Fragmento del texto ->

______

El Señor de la Guerra es al tráfico de armas, lo que Blow era al tráfico de cocaína. Mientras el film del desaparecido Ted Demme narraba la ascensión y caída de George Jung, el primer norteamericano que introdujo en su país la blanca de manera industrial, el del neozelandés Andrew Niccol muestra la ascensión y la “caída” (entre comillas) de Yuri Orlov, un emigrante ucraniano que, tras empezar trapicheando con pequeñas ventas de armas a mafiosos de barrio neoyorquinos, acabó convirtiéndose en uno de los primeros suministradores de armamento a nivel internacional.
Nicolas Cage, a parte de implicarse directamente en la producción del film, es su principal protagonista. Él es quien da vida a Yuri Orlov. Citar su nombre es referirse al cinismo personificado. Se trata de un tipo impulsivo y sin escrúpulos que vive dos vidas completamente opuestas. Una es su familia y su matrimonio. La otra, es su verdadera y única pasión: la pretensión de hacer dinero, a toda costa, sin plantearse cuestiones morales. Al igual que muchos gobernantes, el tal Orlov tiene muy claro que las guerras son el negocio actual más rentable. El mejor business de los siglos XX y XXI. Es indiscutible: la muerte, nos guste o no, da dinero; mucho dinero. No importa el número de pérdidas humanas que pueda generar, ni siquiera que muchos de los cadáveres mutilados pertenezcan a niños.

______

Información proporcionada ->
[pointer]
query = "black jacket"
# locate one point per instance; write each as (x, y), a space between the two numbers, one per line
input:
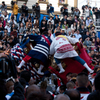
(18, 91)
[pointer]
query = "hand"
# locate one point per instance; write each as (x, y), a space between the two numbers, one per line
(3, 55)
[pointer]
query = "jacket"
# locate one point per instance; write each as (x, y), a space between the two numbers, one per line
(15, 9)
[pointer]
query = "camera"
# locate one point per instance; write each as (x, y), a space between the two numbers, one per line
(7, 68)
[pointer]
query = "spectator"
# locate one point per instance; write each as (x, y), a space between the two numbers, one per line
(51, 10)
(65, 24)
(62, 11)
(44, 19)
(88, 21)
(74, 26)
(5, 16)
(73, 94)
(97, 44)
(65, 10)
(86, 11)
(59, 24)
(64, 19)
(70, 21)
(62, 96)
(87, 42)
(77, 12)
(14, 32)
(23, 19)
(37, 10)
(21, 28)
(70, 85)
(90, 13)
(50, 26)
(43, 27)
(3, 6)
(24, 9)
(77, 34)
(96, 94)
(82, 31)
(51, 19)
(56, 20)
(82, 83)
(82, 19)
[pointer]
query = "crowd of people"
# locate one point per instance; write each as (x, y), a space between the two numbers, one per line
(80, 86)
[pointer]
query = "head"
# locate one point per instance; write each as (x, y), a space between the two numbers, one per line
(73, 94)
(70, 85)
(82, 26)
(65, 16)
(97, 39)
(3, 90)
(97, 81)
(3, 3)
(34, 89)
(62, 97)
(88, 18)
(87, 33)
(37, 4)
(89, 8)
(65, 22)
(82, 17)
(82, 80)
(62, 89)
(56, 16)
(43, 22)
(49, 32)
(24, 4)
(43, 85)
(25, 75)
(44, 17)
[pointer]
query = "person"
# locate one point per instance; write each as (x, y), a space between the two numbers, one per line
(15, 9)
(90, 13)
(24, 9)
(37, 10)
(62, 97)
(88, 21)
(73, 94)
(77, 12)
(39, 52)
(77, 34)
(51, 10)
(62, 89)
(86, 11)
(62, 11)
(3, 6)
(61, 48)
(96, 94)
(56, 20)
(87, 42)
(82, 82)
(97, 44)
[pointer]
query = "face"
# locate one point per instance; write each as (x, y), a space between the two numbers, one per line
(97, 39)
(64, 22)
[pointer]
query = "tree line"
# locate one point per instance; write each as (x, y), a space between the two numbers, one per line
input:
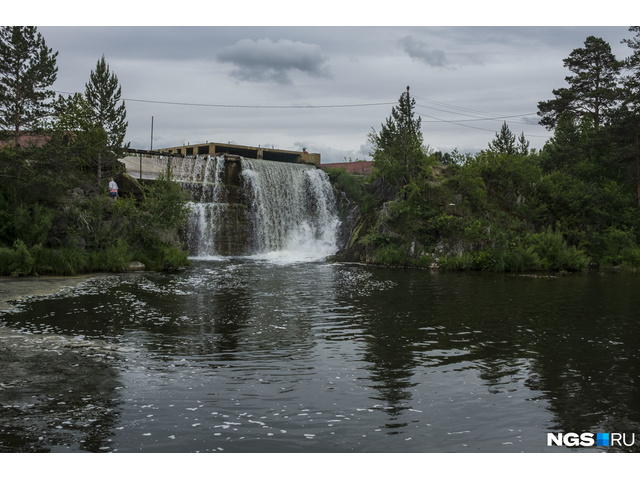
(570, 206)
(57, 155)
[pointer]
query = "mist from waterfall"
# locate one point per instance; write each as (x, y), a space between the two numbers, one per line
(291, 207)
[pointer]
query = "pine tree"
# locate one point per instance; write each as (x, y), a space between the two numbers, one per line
(632, 100)
(593, 89)
(398, 152)
(103, 95)
(27, 69)
(505, 141)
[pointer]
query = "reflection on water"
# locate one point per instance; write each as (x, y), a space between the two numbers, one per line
(247, 355)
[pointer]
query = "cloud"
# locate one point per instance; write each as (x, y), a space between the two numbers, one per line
(267, 61)
(418, 50)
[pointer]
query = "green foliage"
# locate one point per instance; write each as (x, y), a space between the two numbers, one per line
(103, 95)
(27, 69)
(555, 254)
(398, 154)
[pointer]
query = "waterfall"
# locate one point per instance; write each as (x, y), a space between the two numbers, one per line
(203, 176)
(293, 210)
(271, 210)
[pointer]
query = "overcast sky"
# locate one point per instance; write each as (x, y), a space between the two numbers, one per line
(231, 84)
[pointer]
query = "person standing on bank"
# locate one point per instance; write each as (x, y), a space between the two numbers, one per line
(113, 189)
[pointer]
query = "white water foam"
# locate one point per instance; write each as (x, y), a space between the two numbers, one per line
(294, 211)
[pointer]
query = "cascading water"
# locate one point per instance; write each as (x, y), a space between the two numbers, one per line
(293, 210)
(268, 209)
(204, 178)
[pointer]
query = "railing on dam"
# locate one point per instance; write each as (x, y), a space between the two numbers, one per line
(147, 165)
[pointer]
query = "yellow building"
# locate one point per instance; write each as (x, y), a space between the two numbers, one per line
(260, 153)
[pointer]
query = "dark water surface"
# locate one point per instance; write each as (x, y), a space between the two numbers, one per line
(246, 355)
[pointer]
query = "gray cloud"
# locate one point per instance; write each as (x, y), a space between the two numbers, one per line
(418, 50)
(267, 61)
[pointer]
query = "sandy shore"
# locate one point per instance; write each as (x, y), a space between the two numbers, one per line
(16, 288)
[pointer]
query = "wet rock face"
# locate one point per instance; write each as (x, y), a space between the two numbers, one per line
(56, 392)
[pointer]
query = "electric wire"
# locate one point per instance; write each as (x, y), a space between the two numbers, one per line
(475, 114)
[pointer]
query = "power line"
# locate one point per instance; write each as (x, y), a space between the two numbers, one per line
(224, 105)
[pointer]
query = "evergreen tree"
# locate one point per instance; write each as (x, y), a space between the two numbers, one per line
(27, 69)
(523, 145)
(593, 89)
(398, 153)
(631, 108)
(103, 95)
(505, 141)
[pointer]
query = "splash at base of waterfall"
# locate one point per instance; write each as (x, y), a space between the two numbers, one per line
(284, 213)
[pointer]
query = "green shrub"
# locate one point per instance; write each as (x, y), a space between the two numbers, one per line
(555, 254)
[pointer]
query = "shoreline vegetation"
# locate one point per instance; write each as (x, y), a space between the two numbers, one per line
(572, 206)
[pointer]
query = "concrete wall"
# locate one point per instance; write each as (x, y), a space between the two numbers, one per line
(247, 152)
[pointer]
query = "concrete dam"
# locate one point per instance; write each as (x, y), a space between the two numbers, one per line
(251, 207)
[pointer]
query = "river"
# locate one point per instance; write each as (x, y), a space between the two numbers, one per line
(262, 355)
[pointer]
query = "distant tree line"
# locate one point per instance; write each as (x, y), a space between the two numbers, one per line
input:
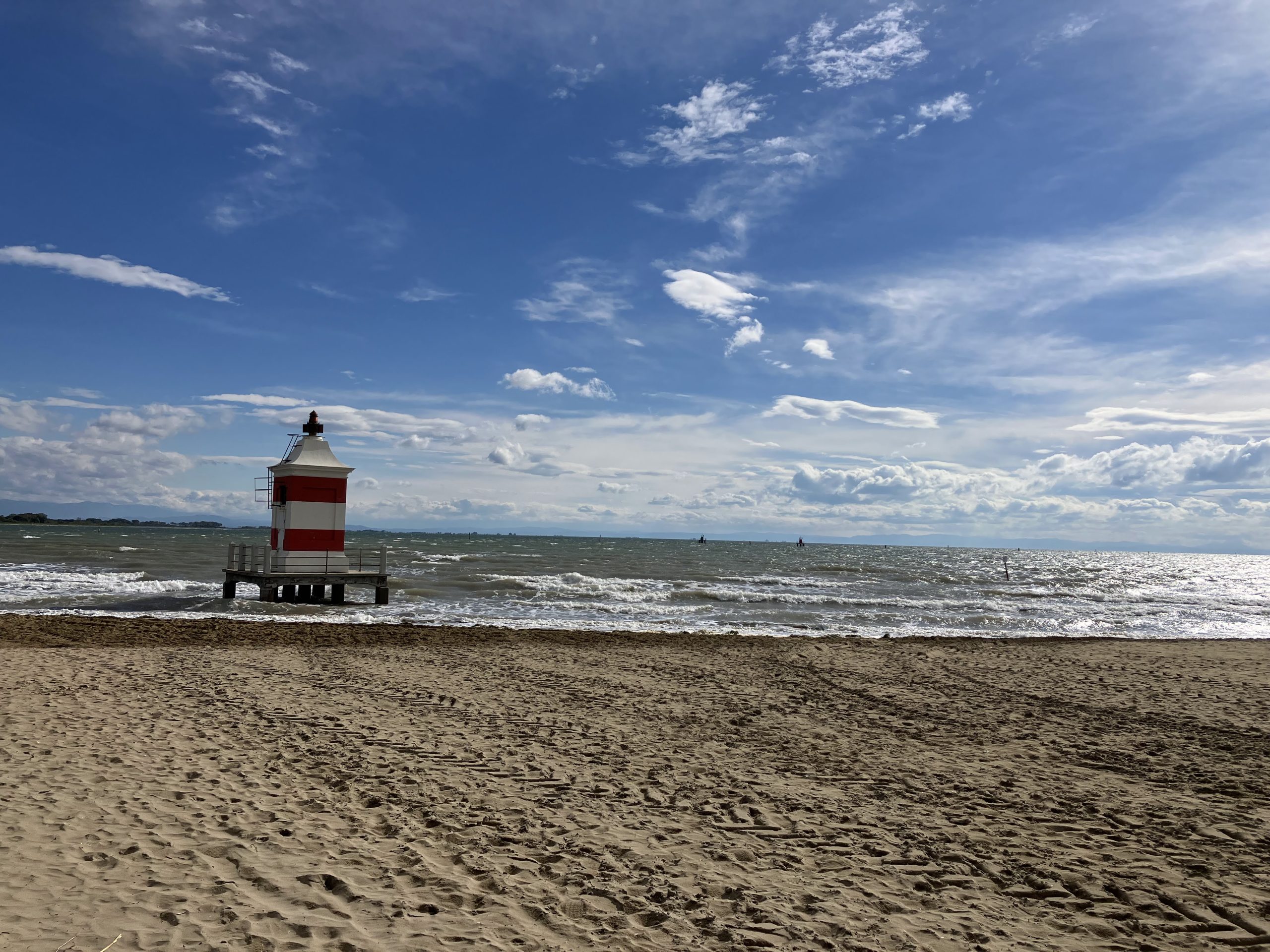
(42, 520)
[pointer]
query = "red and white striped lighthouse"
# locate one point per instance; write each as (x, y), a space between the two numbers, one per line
(310, 486)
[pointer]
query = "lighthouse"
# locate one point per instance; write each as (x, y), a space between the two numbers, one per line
(305, 555)
(310, 488)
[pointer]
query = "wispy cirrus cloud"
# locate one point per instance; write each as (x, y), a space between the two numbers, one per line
(833, 411)
(574, 79)
(556, 382)
(708, 122)
(250, 83)
(955, 106)
(718, 296)
(818, 347)
(255, 400)
(110, 270)
(1157, 420)
(423, 293)
(876, 49)
(587, 291)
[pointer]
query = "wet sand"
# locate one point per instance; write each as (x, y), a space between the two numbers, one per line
(211, 783)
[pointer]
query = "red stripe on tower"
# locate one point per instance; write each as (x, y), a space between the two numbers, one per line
(310, 488)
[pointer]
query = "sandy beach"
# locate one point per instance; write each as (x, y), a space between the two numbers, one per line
(211, 783)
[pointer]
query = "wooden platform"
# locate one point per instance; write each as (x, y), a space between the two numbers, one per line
(305, 588)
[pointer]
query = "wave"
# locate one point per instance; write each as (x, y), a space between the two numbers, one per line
(21, 584)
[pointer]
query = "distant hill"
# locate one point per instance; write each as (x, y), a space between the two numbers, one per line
(116, 511)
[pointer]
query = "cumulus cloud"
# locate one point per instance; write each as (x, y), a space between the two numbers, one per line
(505, 455)
(719, 111)
(586, 293)
(1197, 460)
(21, 416)
(749, 333)
(111, 270)
(368, 422)
(557, 382)
(833, 411)
(955, 107)
(1038, 277)
(722, 110)
(873, 50)
(818, 347)
(285, 64)
(251, 84)
(574, 79)
(1119, 418)
(708, 294)
(526, 422)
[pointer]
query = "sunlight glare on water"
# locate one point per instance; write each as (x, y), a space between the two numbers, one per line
(667, 584)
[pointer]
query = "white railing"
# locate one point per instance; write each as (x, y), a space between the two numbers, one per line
(250, 559)
(263, 561)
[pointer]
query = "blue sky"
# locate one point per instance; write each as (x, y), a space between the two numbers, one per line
(983, 268)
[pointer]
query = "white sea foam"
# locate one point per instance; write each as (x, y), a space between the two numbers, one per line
(33, 583)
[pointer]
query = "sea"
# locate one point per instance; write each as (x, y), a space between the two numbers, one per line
(618, 583)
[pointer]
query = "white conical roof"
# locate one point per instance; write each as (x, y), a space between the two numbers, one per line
(312, 456)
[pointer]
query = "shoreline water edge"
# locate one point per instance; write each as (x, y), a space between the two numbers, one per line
(632, 584)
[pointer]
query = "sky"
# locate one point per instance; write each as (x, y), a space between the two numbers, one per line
(717, 266)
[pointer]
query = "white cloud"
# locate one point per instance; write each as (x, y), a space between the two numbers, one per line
(1198, 460)
(114, 271)
(833, 411)
(250, 83)
(285, 64)
(749, 333)
(1146, 419)
(722, 110)
(1037, 277)
(574, 79)
(325, 291)
(385, 425)
(272, 126)
(422, 293)
(708, 294)
(1078, 27)
(955, 107)
(219, 53)
(526, 422)
(873, 50)
(21, 416)
(818, 347)
(587, 293)
(557, 382)
(257, 400)
(504, 456)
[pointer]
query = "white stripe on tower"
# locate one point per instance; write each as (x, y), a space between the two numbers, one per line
(316, 516)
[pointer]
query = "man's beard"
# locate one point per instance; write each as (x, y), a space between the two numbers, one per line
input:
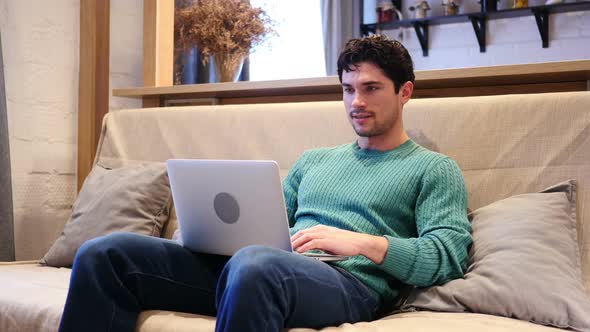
(376, 130)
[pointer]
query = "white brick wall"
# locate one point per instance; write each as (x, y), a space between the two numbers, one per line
(509, 41)
(40, 42)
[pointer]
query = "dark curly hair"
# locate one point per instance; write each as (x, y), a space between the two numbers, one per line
(389, 55)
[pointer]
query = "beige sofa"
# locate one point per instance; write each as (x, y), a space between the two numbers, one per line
(505, 145)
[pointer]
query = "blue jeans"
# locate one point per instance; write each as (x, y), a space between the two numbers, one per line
(117, 276)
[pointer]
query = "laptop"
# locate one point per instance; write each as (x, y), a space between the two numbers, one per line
(225, 205)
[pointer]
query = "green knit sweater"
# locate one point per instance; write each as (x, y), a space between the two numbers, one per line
(414, 197)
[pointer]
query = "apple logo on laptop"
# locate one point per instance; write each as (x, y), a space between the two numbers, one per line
(226, 207)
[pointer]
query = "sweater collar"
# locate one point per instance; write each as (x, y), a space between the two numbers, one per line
(400, 150)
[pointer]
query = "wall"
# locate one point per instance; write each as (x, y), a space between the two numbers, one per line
(509, 41)
(40, 45)
(126, 63)
(41, 62)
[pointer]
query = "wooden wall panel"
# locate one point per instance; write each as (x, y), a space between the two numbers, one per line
(93, 98)
(158, 42)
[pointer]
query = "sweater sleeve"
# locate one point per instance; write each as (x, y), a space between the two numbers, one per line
(291, 188)
(440, 252)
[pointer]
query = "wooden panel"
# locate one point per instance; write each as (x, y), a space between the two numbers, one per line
(93, 99)
(434, 83)
(282, 99)
(158, 42)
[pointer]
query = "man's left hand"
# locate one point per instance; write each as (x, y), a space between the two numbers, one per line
(340, 242)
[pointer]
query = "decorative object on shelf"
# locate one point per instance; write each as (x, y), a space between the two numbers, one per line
(521, 3)
(450, 7)
(223, 29)
(420, 9)
(488, 5)
(387, 12)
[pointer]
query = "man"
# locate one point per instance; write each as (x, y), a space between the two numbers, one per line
(396, 208)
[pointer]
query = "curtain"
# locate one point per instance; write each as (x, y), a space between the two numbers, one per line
(6, 213)
(341, 21)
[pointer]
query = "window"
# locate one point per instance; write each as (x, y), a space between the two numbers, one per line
(298, 50)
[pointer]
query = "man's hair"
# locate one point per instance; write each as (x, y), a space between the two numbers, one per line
(389, 55)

______

Objetivos ->
1. En la reseña sobre El Señor de la Guerra, ¿de dónde procede Yuri Orlov?
2. Transcribe de la reseña todo el pasaje que va desde "Nicolas Cage, a" hasta "pertenezcan a niños.".
Resuelve todo basándote solo en la reseña.

Respuestas por tarea ->
1. Es un emigrante ucraniano.

2.
Nicolas Cage, a parte de implicarse directamente en la producción del film, es su principal protagonista. Él es quien da vida a Yuri Orlov. Citar su nombre es referirse al cinismo personificado. Se trata de un tipo impulsivo y sin escrúpulos que vive dos vidas completamente opuestas. Una es su familia y su matrimonio. La otra, es su verdadera y única pasión: la pretensión de hacer dinero, a toda costa, sin plantearse cuestiones morales. Al igual que muchos gobernantes, el tal Orlov tiene muy claro que las guerras son el negocio actual más rentable. El mejor business de los siglos XX y XXI. Es indiscutible: la muerte, nos guste o no, da dinero; mucho dinero. No importa el número de pérdidas humanas que pueda generar, ni siquiera que muchos de los cadáveres mutilados pertenezcan a niños.